>> Begin Data for processing

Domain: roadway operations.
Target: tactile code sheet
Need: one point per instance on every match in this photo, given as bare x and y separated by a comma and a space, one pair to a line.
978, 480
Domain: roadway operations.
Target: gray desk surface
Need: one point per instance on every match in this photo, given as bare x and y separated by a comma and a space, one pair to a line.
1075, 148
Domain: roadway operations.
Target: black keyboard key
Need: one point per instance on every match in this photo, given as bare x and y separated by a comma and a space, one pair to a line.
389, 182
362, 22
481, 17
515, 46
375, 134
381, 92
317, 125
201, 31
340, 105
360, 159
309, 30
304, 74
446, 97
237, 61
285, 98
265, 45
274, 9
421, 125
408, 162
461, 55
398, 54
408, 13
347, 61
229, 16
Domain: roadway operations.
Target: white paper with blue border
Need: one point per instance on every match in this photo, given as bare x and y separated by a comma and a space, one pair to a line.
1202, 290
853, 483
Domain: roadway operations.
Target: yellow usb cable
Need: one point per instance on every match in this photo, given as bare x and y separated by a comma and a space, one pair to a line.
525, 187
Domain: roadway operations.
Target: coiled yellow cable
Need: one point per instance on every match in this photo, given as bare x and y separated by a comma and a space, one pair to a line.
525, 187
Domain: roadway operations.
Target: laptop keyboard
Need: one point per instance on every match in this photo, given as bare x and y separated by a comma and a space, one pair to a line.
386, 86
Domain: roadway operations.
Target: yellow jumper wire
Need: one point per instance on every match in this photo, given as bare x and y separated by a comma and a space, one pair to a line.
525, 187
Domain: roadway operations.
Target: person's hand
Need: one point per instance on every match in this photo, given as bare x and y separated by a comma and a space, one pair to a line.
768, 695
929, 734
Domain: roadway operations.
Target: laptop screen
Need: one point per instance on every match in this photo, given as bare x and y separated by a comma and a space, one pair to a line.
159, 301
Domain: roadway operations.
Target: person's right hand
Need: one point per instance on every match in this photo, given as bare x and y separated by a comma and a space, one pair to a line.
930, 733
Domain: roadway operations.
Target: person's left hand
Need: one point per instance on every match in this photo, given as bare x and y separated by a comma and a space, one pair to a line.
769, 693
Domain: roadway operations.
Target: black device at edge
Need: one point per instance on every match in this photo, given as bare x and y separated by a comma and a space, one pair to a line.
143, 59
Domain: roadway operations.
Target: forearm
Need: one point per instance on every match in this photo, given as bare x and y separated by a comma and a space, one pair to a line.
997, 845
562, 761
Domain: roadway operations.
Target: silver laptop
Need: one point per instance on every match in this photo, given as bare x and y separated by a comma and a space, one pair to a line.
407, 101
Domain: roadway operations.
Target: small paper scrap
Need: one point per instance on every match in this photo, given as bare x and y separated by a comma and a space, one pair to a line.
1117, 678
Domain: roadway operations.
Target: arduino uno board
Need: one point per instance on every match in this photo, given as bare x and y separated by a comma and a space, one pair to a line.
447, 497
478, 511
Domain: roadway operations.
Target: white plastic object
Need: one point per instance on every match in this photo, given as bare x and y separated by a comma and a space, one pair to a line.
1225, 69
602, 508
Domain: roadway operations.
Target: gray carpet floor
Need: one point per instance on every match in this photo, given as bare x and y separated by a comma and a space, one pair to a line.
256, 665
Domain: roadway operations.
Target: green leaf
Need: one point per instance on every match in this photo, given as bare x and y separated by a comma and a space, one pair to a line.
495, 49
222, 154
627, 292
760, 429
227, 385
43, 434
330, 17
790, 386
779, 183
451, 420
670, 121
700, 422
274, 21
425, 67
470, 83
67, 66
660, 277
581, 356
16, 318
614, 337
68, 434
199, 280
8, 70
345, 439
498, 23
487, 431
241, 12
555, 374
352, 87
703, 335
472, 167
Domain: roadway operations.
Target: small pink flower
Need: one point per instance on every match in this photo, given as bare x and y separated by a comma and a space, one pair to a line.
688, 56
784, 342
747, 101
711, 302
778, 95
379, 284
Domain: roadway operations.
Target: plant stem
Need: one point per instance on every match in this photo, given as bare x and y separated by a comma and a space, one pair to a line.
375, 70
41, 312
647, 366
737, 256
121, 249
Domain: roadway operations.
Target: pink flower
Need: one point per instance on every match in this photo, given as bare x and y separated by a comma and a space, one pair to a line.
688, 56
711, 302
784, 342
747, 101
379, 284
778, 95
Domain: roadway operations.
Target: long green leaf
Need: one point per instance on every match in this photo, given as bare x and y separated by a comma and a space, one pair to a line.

>> End Data for processing

Using the data above, repeat every line exactly.

Finished exercise>
Domain: roadway operations.
Target: tactile code sheet
Need: one point per instance on every match in this photo, given as bare x and y separated by a comma and a space, one pair to a line.
978, 480
Domain: roadway operations.
Target: gray desk surface
Need: one point per instance on every match in this photo, given as bare x and y separated by a comma and a space, one pair to a line.
1075, 148
Domain: roadway operations.
Target: black keyboard key
Need: one point per instance on every match in this photo, given as bare x and y separated by a comma and a space, one pair to a line.
389, 182
362, 22
481, 17
515, 46
375, 134
381, 92
317, 125
201, 31
340, 105
360, 159
309, 30
304, 74
446, 97
237, 61
285, 98
265, 45
274, 9
421, 125
408, 162
461, 55
398, 54
408, 13
347, 61
229, 16
Domain: roadway operations.
Target: white paper with blue border
Need: one point per instance on every match in this photo, given as bare x and y separated by a comma and a space, one pair to a line.
1202, 290
853, 483
Domain: roadway operations.
Target: yellow usb cable
Need: one point per instance on every match in this photo, given as bare x and y separated by a comma and a space, one pair to a line.
525, 187
Domain: roadway operations.
Target: coiled yellow cable
Need: one point per instance on every match in this photo, given as bare x and y separated by a comma and a space, one pair to a line.
525, 187
Domain: roadway operations.
Target: laptop keyboard
Need: one point per instance on every match in this photo, given as bare x and y separated by a comma and a space, one pair to a line.
386, 86
Domain: roadway operations.
Target: yellow jumper wire
Need: one point per instance on every match in this photo, given as bare x and y separated by a comma and a space, one pair to a line.
525, 187
Domain: roadway operations.
Target: person's hand
Need: one point per instance on every match in this photo, given as bare x and y separated by a comma and a space, one pair to a line.
768, 695
929, 734
Domain: roadway operations.
Target: laptop screen
Need: one point per instance on every match in this photo, given as bare x and y separated by a comma and a space, one pair to a line.
159, 301
Domain: roadway operations.
Target: person's right hand
Need: one point per instance on every match in this photo, given as bare x and y separated by a comma and a space, one pair to a line.
930, 733
Domain: roadway operations.
Target: person's left hand
Need: one point per instance on every match in this photo, given as bare x and y separated by a comma and a space, one pair to a line.
769, 693
Domain: roadway operations.
Target: black device at edge
Need: one point per instance on every match in this photo, given as bare x and y separated by a comma and a space, one pair to a line.
143, 59
Domain: roadway operations.
Target: forearm
Need: one point per instance on every match in this photo, given as bare x and y separated by a comma and a space, one pair to a line.
997, 845
562, 761
Domain: roadway operations.
Target: silver laptop
Need: one point per instance on every match in this photo, given as bare x and y separated by a comma and a space, one pair to a line.
407, 101
Domain: roadway operations.
Target: small paper scrap
Need: one point per instance on every match in this photo, given as bare x and y separated by a comma and a space, one pair to a line.
1117, 678
Domain: roadway operations.
Target: arduino uno board
Need: one point per instance on every match in this photo, given as bare x and y separated by a comma and a space, one pair to a line.
447, 497
478, 511
Domain: roadway operations.
Target: white plastic object
Need: one point per instance on every match in this photo, given as bare x and y separated by a comma and a space, one pair to a line.
1225, 69
602, 508
Domain: roadway operations.
Target: gray carpet floor
Need: one point per instance on every match in this photo, given as bare x and y separated by a comma and a space, one pair to a line.
256, 665
Domain: roadway operations.
Target: green leaf
Need: one point per instance on every match in this photo, given as bare x and y separated by a comma and a space, one pair to a line.
495, 49
222, 154
627, 292
760, 429
227, 385
43, 434
330, 17
790, 386
779, 183
451, 420
670, 121
700, 422
274, 21
425, 67
470, 83
67, 66
660, 277
581, 356
16, 318
614, 337
68, 434
199, 280
8, 70
345, 439
498, 23
487, 431
241, 12
555, 374
352, 87
703, 335
472, 167
Domain: roadway operations.
Target: small pink flower
Need: one point per instance on every match in this photo, given as bare x and y separated by a comma and a space, one pair to a line.
688, 56
784, 342
747, 101
711, 302
778, 95
379, 284
Domain: roadway operations.
Target: plant stem
Need: one point per instance on every match in this photo, given as bare x and y separated by a comma and a space, one pair to a line.
375, 70
41, 312
647, 366
737, 256
121, 249
Domain: roadway operations.
Target: pink flower
Need: one point per instance on every match in this photo, given as bare x and y separated by a comma and a space, one pair to a line.
688, 56
711, 302
784, 342
747, 101
379, 284
778, 95
Domain: roadway operations.
Target: long green leaf
Need: one point per instance on every match in this photo, given as bare x and y separated by a comma and a space, one pair to a line.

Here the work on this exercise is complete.